Task directions: Reproduce word for word everything in the entries below from the line containing "to suit lapel." down to the line containing "top-left (294, 212), bottom-right (355, 327)", including both of those lines.

** Begin Material provided **

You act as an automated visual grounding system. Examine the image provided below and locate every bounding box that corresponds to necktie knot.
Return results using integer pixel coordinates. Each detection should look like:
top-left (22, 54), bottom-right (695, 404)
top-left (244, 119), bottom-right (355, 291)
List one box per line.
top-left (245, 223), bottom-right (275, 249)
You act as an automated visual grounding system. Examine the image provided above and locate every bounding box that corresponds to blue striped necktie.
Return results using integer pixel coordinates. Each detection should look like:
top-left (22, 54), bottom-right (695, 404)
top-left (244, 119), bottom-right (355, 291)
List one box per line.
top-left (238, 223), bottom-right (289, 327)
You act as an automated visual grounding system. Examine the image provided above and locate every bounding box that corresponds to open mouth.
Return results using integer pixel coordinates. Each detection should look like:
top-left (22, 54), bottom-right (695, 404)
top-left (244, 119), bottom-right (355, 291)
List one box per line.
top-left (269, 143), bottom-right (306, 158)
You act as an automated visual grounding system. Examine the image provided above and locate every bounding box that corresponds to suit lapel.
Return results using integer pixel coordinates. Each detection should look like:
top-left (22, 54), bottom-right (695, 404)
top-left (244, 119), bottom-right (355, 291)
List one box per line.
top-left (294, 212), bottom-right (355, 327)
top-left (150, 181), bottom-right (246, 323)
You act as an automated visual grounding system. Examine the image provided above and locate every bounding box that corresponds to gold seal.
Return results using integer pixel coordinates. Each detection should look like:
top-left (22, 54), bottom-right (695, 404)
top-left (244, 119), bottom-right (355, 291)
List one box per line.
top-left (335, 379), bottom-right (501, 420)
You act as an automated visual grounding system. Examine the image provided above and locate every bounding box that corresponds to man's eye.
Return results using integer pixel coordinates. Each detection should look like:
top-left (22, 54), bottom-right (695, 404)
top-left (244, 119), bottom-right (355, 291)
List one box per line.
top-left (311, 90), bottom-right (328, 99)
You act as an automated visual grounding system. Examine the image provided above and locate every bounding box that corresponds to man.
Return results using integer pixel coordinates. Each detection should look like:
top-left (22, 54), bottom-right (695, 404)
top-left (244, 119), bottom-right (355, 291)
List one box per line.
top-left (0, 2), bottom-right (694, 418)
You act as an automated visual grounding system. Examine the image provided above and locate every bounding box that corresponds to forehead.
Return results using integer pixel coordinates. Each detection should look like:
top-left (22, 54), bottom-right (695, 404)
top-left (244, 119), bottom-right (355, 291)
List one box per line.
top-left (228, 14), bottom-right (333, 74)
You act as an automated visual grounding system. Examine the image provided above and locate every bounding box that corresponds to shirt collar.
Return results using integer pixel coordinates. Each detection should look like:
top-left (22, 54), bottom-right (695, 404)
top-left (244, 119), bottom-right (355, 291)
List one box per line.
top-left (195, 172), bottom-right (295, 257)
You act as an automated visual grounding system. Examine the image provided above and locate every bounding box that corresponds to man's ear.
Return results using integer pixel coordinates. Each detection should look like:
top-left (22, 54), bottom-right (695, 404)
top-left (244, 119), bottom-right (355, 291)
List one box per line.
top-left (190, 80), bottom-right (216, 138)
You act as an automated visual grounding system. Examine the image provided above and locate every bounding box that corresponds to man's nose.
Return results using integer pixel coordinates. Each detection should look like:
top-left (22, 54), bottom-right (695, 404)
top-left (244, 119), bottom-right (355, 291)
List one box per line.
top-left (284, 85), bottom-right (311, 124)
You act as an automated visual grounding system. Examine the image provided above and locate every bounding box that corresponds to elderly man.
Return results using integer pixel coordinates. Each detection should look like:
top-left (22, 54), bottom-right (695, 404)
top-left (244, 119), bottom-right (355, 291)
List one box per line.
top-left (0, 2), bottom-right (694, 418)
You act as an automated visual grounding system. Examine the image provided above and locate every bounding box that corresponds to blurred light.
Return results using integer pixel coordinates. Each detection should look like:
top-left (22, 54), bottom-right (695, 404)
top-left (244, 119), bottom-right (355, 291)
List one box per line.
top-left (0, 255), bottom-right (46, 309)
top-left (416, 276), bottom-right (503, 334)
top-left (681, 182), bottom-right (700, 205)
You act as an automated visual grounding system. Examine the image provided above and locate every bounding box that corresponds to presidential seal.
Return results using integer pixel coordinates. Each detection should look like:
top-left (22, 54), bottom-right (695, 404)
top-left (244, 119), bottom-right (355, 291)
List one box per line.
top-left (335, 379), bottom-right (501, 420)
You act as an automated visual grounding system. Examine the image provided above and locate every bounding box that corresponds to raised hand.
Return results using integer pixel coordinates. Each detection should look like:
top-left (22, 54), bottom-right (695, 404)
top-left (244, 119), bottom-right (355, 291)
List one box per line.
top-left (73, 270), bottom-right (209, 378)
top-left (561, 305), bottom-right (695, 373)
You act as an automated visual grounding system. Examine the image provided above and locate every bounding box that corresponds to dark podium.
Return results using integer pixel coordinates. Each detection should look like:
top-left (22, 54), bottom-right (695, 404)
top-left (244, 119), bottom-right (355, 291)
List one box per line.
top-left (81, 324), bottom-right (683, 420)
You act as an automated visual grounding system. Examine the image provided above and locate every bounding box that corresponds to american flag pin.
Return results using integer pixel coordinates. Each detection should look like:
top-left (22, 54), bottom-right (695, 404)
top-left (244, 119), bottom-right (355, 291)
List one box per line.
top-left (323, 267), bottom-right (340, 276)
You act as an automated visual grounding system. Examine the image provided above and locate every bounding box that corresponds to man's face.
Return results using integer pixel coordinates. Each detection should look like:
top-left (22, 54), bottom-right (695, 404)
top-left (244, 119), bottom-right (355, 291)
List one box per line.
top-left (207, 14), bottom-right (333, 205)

** End Material provided **

Worked solution:
You act as an automated visual grounding system. Examine the image provided above and locate every bounding box that corresponds to suit lapel.
Return results using integer pixel coordinates. Each detection should look like:
top-left (22, 54), bottom-right (695, 404)
top-left (244, 119), bottom-right (355, 291)
List one box per line.
top-left (294, 212), bottom-right (355, 327)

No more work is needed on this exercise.